» **EXCERTO**

===

Este texto faz compreender a maravilha a vacuidade da vanglória. Os apóstolos não procuravam saber qual deles era o maior em zelo, em virtudes, em boas obras, mas questionavam a supremacia nas honras e no conceito público. Bem podemos avaliar quanto é egoísta e insaciável o espírito de ambição e quanto magoaria a natureza sensível de Cristo aquela discussão entre os Apóstolos precisamente quando o Salvador acabava de lhes lavar os pés, algumas horas antes de sofrer morte ignominiosa. Não acontecerá hoje o mesmo? Os padres do nosso tempo são todos isentos dessa funesta emulação em obter lugares proeminentes e honoríficos? Quantas vezes não volvem olhares de cobiça para algum que está prestes a vagar, ainda mesmo enquanto se conserva entre a vida e a morte aquele que o ocupa!
Noutra ocasião perguntaram bruscamente os Apóstolos a Nosso Senhor «quem era o maior no reino dos céus?» E Jesus chama um menino, apresenta-o como modelo de humildade, porque ainda o não queima a febre de ambição, vanglória ou inveja, que agita e consome os corações orgulhosos e arrogantes, e assim lhes fala: «Em verdade vos digo que, se vos não converterdes e não vos tornardes semelhantes às criancinhas, não entrareis no reino dos céus. O que se humilhar e se fizer como este menino, esse será o maior no reino celestial»[12].
E que razões poderemos aduzir para justificar a nossa vã complacência e egoísmo? Que tens tu, ó homem, diz o Apóstolo, que não recebesses. E se tudo recebestes, porque te glorias como se não houveras recebido?»[13] Com efeito, não podemos arrogar-nos a propriedade absoluta nem a glória dos dons, que a Providência nós dispensou; apenas nos pertence o seu usufruto, e esse, muito efêmero porque andamos arriscados a perdê-lo a cada instante.
O animal de carga que transporta mercadorias preciosas, não tem, por esse motivo, mais valor, nem se gaba dessa condição como duma nobreza que lhe seja própria. Se fomos escolhidos para vasos de honra, essa eleição não há de constituir para nós motivo de vanglória, antes deve sê-lo de humilde gratidão.
Basta, enumerar os principais dons naturais e sobrenaturais, que recebemos de Deus, para da incerteza dos mesmos concluirmos imediatamente que poucos são os que exultam e se orgulham na posse deles.
Poderemos jactar-nos da nossa saúde ou da beleza física que a doença mais ligeira muitas vezes arruína e até faz desaparecer? Não será insânia comprazermo-nos em nossos talentos e perfeições intelectuais? Pois não é verdade que o espírito mais brilhante se sente mergulhado em trevas espessas, quando tenta penetrar em campos do saber vastíssimos, mas ainda insondados? Não acontece que, às vezes, uma pequena enfermidade, o priva da sua auréola fulgente, enquanto não chega a velhice que lhe rouba a energia e o paralisa, ou a morte que o apaga?
Quem faz caso da estima pública ou aceita os incensos da adulação? Só quem não sabe pela história ou pela própria experiência quanto é inconstante a aura popular e quão efêmeros e caprichosos são os aplausos dos homens.

===

» **Dados extraídos de uma coleção**
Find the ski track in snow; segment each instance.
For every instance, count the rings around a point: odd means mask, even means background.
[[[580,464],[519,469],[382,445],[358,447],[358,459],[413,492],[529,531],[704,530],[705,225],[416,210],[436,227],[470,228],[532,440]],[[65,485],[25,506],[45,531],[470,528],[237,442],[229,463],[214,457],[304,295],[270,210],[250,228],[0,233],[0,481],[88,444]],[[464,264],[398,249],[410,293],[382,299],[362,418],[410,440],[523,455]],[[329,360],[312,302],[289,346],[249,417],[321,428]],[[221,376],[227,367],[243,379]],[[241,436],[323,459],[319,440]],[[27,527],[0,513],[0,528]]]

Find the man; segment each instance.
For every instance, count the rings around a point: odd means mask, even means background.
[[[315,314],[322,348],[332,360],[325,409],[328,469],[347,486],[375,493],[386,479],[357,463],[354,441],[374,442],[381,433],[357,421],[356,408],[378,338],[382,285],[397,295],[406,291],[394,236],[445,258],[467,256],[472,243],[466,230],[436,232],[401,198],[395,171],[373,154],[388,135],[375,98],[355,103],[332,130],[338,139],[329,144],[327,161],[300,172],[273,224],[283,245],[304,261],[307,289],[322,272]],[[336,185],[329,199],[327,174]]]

===

» **REQUISITOS DO EXERCÍCIO**
a: Diga se cada afirmação concorda com o texto sobre a vanglória, respondendo sim ou não e citando literalmente as palavras que decidem: (i) os apóstolos disputavam qual deles era o maior em zelo e em virtudes; (ii) Jesus apresentou um menino como modelo de humildade; (iii) o animal de carga que transporta mercadorias preciosas ganha mais valor por isso.
b: Transcreva do texto sobre a vanglória o trecho que vai de "Poderemos jactar-nos da" até "que o apaga?".
As linhas não têm relação alguma com o texto sobre a vanglória.

» **RESPOSTAS POR TAREFA**
a:
(i) Não: «Os apóstolos não procuravam saber qual deles era o maior em zelo, em virtudes, em boas obras, mas questionavam a supremacia nas honras e no conceito público.»
(ii) Sim: «E Jesus chama um menino, apresenta-o como modelo de humildade»
(iii) Não: «O animal de carga que transporta mercadorias preciosas, não tem, por esse motivo, mais valor»

b:
Poderemos jactar-nos da nossa saúde ou da beleza física que a doença mais ligeira muitas vezes arruína e até faz desaparecer? Não será insânia comprazermo-nos em nossos talentos e perfeições intelectuais? Pois não é verdade que o espírito mais brilhante se sente mergulhado em trevas espessas, quando tenta penetrar em campos do saber vastíssimos, mas ainda insondados? Não acontece que, às vezes, uma pequena enfermidade, o priva da sua auréola fulgente, enquanto não chega a velhice que lhe rouba a energia e o paralisa, ou a morte que o apaga?